◆ **Given request**:
Copy the data from the line that contains "Could you point out the tree canopy" to its last line, exactly, including both of those lines and leaving out everything before.

(Photo object pointing records)
┄┄┄┄┄┄

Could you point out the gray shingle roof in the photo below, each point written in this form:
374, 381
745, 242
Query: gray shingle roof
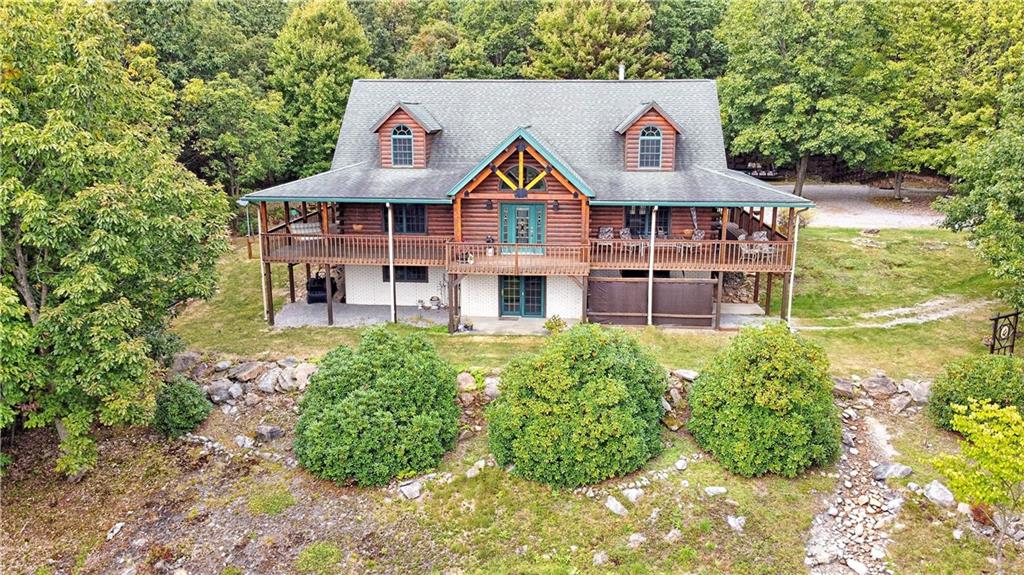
576, 118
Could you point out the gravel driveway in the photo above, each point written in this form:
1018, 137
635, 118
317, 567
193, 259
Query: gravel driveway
862, 207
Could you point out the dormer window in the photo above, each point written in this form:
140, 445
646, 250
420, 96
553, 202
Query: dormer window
401, 145
650, 147
528, 174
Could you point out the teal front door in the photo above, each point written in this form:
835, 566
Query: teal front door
522, 223
521, 295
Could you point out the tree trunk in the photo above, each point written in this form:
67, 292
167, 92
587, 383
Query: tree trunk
898, 185
801, 174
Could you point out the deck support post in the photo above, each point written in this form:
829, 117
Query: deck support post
390, 262
650, 267
330, 295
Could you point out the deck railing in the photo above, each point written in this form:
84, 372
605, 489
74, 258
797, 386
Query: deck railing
353, 249
529, 259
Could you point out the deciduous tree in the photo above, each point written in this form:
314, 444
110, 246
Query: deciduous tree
100, 228
321, 50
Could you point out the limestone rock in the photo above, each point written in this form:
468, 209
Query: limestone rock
615, 506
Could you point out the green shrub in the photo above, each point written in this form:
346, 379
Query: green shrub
181, 406
585, 408
764, 404
990, 379
383, 410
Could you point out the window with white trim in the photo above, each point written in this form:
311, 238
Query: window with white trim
650, 147
401, 145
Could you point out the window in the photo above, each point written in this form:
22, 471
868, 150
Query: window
638, 220
528, 174
650, 147
401, 145
407, 274
409, 218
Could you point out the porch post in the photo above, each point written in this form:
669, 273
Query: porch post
650, 268
390, 261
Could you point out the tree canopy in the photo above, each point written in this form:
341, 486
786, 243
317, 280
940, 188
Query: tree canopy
101, 228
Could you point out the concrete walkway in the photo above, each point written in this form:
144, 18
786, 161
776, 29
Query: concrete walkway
347, 315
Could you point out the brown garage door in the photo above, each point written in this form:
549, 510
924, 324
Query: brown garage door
676, 301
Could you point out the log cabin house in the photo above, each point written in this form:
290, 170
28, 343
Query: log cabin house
599, 201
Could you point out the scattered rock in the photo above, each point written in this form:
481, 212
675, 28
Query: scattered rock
247, 371
939, 494
685, 374
615, 506
736, 523
266, 434
633, 494
183, 362
411, 490
883, 472
879, 387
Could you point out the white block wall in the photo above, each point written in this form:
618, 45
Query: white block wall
479, 297
366, 285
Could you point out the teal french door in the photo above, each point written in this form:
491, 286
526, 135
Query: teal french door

┄┄┄┄┄┄

◆ **Exercise answer**:
Could you point out the tree canopy in the photo above, each point written in this form:
341, 486
786, 243
317, 280
940, 188
Query: tree canopy
101, 228
Could you point out the concrete walkway in the photo above, each point written in this form:
144, 18
786, 161
776, 29
Query: concrete walkway
347, 315
Could you point out the brown garage door in the photo above, each point written in this form:
549, 510
924, 324
Query: brown garage door
676, 301
Could you point out the log cabin house in the photo above, each point written in this form:
290, 170
28, 343
Query: log cabin house
599, 201
Could you point out the scattered rock in the photo above, each point written in this form:
481, 212
675, 28
Query: scattered rock
247, 371
939, 494
685, 374
615, 506
736, 523
266, 434
633, 494
183, 362
411, 490
883, 472
879, 387
Could you point out the white block wall in the photo above, each point written in this form:
618, 45
Query: white block wall
479, 297
366, 285
Could you point out the teal french door in the photo above, each point written in this form:
491, 286
526, 135
Query: teal french door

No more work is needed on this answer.